### What the task requires
Copy all of the data below, swapping every "exterior ring" for "outer ring" and changing nothing else, and leave the pictures out of your copy.

### Supplied data
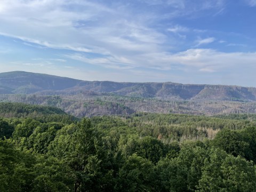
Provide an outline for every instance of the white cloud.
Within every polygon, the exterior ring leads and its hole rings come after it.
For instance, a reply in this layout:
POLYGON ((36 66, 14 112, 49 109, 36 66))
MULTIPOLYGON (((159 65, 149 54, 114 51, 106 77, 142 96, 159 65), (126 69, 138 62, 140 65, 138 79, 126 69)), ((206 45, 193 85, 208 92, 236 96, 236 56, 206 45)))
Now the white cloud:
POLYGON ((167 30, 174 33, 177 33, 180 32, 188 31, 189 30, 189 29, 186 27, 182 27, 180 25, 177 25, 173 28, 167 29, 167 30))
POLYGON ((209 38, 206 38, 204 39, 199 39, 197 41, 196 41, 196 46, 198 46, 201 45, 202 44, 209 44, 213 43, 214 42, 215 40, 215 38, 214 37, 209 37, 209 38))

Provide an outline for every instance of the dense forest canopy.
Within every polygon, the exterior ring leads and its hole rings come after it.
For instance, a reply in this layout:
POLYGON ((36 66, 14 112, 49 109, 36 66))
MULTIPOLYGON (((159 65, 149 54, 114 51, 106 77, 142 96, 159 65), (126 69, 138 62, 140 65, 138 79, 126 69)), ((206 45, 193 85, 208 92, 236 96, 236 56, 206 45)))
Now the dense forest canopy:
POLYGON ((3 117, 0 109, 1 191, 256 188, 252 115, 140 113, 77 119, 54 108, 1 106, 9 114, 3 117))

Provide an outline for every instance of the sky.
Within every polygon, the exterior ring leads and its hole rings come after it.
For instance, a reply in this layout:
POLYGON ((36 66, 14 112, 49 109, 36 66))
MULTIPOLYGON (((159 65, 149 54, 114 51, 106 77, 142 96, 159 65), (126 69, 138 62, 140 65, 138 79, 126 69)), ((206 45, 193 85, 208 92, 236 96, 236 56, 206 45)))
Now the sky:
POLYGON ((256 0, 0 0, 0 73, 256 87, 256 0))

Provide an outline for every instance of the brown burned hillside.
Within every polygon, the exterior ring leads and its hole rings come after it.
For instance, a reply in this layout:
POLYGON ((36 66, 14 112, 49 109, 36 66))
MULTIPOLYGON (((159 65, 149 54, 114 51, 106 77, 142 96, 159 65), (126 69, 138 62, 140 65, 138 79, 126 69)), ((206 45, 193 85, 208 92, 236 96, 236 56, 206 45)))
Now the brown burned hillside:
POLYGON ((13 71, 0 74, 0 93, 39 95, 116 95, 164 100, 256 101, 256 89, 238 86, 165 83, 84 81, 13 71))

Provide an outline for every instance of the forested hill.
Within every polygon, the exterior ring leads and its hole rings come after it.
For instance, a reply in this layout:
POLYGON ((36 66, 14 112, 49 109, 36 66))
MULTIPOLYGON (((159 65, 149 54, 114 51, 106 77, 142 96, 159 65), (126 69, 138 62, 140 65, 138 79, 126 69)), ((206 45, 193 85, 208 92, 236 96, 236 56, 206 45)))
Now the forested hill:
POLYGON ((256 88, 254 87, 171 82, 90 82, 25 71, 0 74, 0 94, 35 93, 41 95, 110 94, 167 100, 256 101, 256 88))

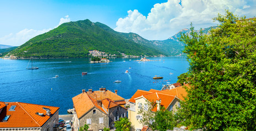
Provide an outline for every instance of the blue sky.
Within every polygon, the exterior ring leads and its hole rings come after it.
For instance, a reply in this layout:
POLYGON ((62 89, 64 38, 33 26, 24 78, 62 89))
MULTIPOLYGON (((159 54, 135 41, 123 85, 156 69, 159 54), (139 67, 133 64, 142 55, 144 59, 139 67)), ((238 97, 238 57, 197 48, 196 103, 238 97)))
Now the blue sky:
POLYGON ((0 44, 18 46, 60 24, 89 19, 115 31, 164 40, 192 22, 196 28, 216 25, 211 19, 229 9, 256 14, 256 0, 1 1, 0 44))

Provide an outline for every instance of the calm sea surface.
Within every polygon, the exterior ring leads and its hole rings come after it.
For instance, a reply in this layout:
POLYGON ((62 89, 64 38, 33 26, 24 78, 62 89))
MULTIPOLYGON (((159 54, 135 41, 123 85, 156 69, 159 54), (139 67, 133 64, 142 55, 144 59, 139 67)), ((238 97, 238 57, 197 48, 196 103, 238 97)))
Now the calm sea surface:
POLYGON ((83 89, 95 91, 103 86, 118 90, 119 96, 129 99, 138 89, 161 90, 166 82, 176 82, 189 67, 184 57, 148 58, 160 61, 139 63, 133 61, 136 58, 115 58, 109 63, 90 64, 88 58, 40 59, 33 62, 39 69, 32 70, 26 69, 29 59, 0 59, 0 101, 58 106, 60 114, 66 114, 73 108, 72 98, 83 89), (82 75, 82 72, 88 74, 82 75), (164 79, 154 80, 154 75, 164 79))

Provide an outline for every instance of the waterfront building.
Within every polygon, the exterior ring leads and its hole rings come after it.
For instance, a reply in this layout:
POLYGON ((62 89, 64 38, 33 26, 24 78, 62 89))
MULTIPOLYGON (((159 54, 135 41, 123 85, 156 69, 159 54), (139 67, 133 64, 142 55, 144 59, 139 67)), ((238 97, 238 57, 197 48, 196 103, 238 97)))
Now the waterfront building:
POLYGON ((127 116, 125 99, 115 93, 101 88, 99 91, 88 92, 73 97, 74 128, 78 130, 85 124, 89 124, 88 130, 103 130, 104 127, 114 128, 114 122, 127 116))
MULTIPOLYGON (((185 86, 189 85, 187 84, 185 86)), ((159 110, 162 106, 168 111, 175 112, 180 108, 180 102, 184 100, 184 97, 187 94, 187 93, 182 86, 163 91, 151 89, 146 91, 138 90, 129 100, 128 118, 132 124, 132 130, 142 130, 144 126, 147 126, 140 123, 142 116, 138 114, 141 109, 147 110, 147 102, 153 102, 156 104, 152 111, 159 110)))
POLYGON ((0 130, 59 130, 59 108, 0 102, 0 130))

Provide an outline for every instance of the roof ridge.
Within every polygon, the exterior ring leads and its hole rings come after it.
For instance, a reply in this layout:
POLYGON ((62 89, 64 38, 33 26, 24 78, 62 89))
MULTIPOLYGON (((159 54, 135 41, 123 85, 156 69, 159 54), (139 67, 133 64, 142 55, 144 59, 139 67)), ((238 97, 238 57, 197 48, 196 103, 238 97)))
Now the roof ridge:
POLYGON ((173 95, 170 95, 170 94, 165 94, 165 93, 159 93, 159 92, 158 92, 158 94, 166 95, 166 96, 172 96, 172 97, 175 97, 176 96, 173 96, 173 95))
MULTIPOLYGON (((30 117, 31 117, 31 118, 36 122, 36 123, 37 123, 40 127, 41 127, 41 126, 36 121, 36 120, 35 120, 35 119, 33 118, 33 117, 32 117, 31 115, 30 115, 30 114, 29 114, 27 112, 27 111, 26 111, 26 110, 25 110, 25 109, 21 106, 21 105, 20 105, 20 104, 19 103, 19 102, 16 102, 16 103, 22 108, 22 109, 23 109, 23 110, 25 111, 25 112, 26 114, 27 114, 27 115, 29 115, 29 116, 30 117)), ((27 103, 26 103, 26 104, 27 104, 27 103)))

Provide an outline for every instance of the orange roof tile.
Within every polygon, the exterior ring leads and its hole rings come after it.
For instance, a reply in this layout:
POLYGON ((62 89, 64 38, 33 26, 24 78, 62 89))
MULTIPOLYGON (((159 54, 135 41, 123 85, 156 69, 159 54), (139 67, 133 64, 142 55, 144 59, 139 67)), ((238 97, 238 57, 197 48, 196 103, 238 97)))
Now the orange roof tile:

### Solution below
Provide an outline for every instance of the white cloud.
Within every polygon, the outer ring leads and its hole rings come after it.
For instance, a reply in this layout:
POLYGON ((36 66, 14 112, 49 109, 36 66))
MULTIPOLYGON (((159 65, 149 54, 114 51, 106 77, 142 96, 159 65), (126 69, 138 62, 140 65, 138 79, 126 69)), ((206 45, 193 85, 208 92, 236 96, 236 56, 206 45)))
Now the white cloud:
POLYGON ((167 30, 174 33, 177 33, 180 32, 188 31, 189 30, 189 29, 186 27, 182 27, 180 25, 177 25, 173 28, 167 29, 167 30))
POLYGON ((209 38, 206 38, 204 39, 199 39, 197 41, 196 41, 196 46, 198 46, 201 45, 202 44, 209 44, 213 43, 214 42, 215 40, 215 38, 214 37, 209 37, 209 38))

Provide an outline for every instance of the dense forest canopy.
Within every polygon, the outer ring leads and its hole rings come after it.
For instance, a reply in this layout:
POLYGON ((36 66, 14 112, 49 109, 36 66))
MULTIPOLYGON (((159 65, 149 54, 114 51, 106 77, 142 96, 159 65), (126 69, 138 62, 140 65, 138 79, 126 69)), ((206 45, 193 85, 208 92, 236 96, 236 56, 206 45)))
Now the dense forest canopy:
POLYGON ((3 117, 0 109, 1 191, 256 188, 252 115, 140 113, 77 119, 54 108, 1 106, 9 114, 3 117))

Provide an outline for every instance of the sky.
Within every polygon, the outer ring leads and its hole rings come after it.
For instance, a reply in this layout:
POLYGON ((36 66, 14 112, 49 109, 36 66))
MULTIPOLYGON (((159 65, 149 54, 114 51, 106 77, 142 96, 159 65), (126 69, 138 62, 140 65, 138 79, 126 69)), ((206 45, 193 85, 208 92, 236 96, 236 56, 206 45)))
Now the sky:
POLYGON ((256 0, 0 0, 0 73, 256 87, 256 0))

Provide an outline for every instance of the brown burned hillside.
Within every polygon, the outer ring leads and its hole rings come after it.
For instance, a reply in this layout:
POLYGON ((36 66, 14 112, 49 109, 36 66))
MULTIPOLYGON (((159 65, 149 54, 114 51, 106 77, 142 96, 159 65), (126 69, 138 62, 140 65, 138 79, 126 69)), ((206 45, 193 85, 208 92, 236 96, 236 56, 206 45)))
Now the brown burned hillside:
POLYGON ((13 71, 0 74, 0 93, 39 95, 116 95, 164 100, 256 101, 256 89, 238 86, 165 83, 84 81, 13 71))

Provide an outline for every instance of the forested hill.
Within every polygon, the outer ring leads and its hole rings come after it.
For instance, a reply in this layout:
POLYGON ((36 66, 14 112, 49 109, 36 66))
MULTIPOLYGON (((159 65, 149 54, 114 51, 106 77, 142 96, 159 65), (126 69, 138 62, 140 65, 138 79, 126 69)), ((206 45, 193 85, 208 92, 236 96, 236 56, 206 45)))
Now the forested hill:
POLYGON ((256 88, 254 87, 171 82, 90 82, 25 71, 0 74, 0 94, 35 93, 41 95, 110 94, 167 100, 256 101, 256 88))

Provide an outline for every instance of the blue sky.
Within every polygon, the outer ring leads and its hole rings come after it.
For instance, a reply in this layout:
POLYGON ((62 89, 64 38, 33 26, 24 78, 62 89))
MULTIPOLYGON (((159 54, 135 41, 123 85, 156 69, 159 54), (139 67, 133 64, 142 55, 144 59, 139 67)), ((238 97, 238 57, 197 48, 196 103, 238 97)))
Now the blue sky:
POLYGON ((0 44, 18 46, 60 24, 89 19, 115 31, 164 40, 192 22, 196 28, 216 25, 211 19, 229 9, 256 14, 256 0, 1 1, 0 44))

Provide an outline for every instance of the calm sea surface.
Within every polygon, the outer ring leads and its hole rings come after it.
For instance, a reply in this layout:
POLYGON ((62 89, 64 38, 33 26, 24 78, 62 89))
MULTIPOLYGON (((159 54, 135 41, 123 85, 156 69, 159 54), (139 67, 133 64, 142 55, 144 59, 139 67)), ((238 97, 238 57, 197 48, 196 103, 238 97)))
Now the calm sea surface:
POLYGON ((83 89, 95 91, 103 86, 118 90, 119 96, 129 99, 138 89, 161 90, 166 82, 176 82, 189 67, 184 57, 148 58, 160 61, 139 63, 133 61, 136 58, 115 58, 109 63, 90 64, 88 58, 40 59, 33 62, 39 69, 32 70, 26 69, 29 59, 0 59, 0 101, 58 106, 60 114, 66 114, 73 108, 72 98, 83 89), (82 75, 82 72, 88 74, 82 75), (164 79, 154 80, 154 75, 164 79))

Provide an outline for every instance of the waterfront building.
Within every polygon, the outer ring leads and its hole rings come after it.
For instance, a reply in this layout:
POLYGON ((62 89, 64 38, 33 26, 24 78, 62 89))
MULTIPOLYGON (((159 54, 135 41, 123 85, 156 69, 159 54), (139 67, 133 64, 142 55, 144 59, 139 67)), ((238 97, 238 57, 197 48, 196 103, 238 97)))
Now the waterfront building:
POLYGON ((127 116, 125 99, 115 93, 101 88, 99 91, 88 92, 73 97, 74 128, 78 130, 85 124, 89 124, 88 130, 103 130, 104 127, 114 128, 114 122, 127 116))
MULTIPOLYGON (((185 86, 189 85, 187 84, 185 86)), ((159 110, 162 106, 168 111, 175 112, 180 108, 180 102, 184 100, 184 97, 187 94, 187 93, 182 86, 163 91, 151 89, 146 91, 138 90, 129 100, 128 118, 132 124, 132 130, 142 130, 144 126, 147 126, 140 123, 142 116, 138 114, 141 109, 147 110, 147 102, 153 102, 156 104, 152 111, 159 110)))
POLYGON ((0 130, 59 130, 59 108, 0 102, 0 130))

Provide an outline for every instance of the roof ridge.
Within every polygon, the outer ring leads and its hole rings come after it.
For instance, a reply in this layout:
POLYGON ((62 89, 64 38, 33 26, 24 78, 62 89))
MULTIPOLYGON (((159 54, 135 41, 123 85, 156 69, 159 54), (139 67, 133 64, 142 55, 144 59, 139 67)), ((238 97, 238 57, 197 48, 196 103, 238 97)))
Now the roof ridge:
POLYGON ((173 95, 170 95, 170 94, 165 94, 165 93, 159 93, 159 92, 158 92, 158 94, 166 95, 166 96, 172 96, 172 97, 175 97, 176 96, 173 96, 173 95))
MULTIPOLYGON (((30 117, 31 117, 31 118, 36 122, 36 123, 37 123, 40 127, 41 127, 41 126, 36 121, 36 120, 35 120, 35 119, 33 118, 33 117, 32 117, 31 115, 30 115, 30 114, 29 114, 27 112, 27 111, 26 111, 26 110, 25 110, 25 109, 21 106, 21 105, 20 105, 20 104, 19 103, 19 102, 16 102, 16 103, 22 108, 22 109, 23 109, 23 110, 25 111, 25 112, 26 114, 27 114, 27 115, 29 115, 29 116, 30 117)), ((27 103, 26 103, 26 104, 27 104, 27 103)))

Provide an outline for every instance of the orange roof tile.
Within every polygon, the outer ring leads and its hole rings come after it.
For instance, a reply in this layout:
POLYGON ((62 89, 64 38, 33 26, 24 78, 62 89))
MULTIPOLYGON (((159 54, 135 41, 123 85, 156 69, 159 54), (139 67, 133 64, 142 55, 144 59, 139 67)), ((238 97, 238 57, 197 48, 196 103, 238 97)))
Now the orange roof tile:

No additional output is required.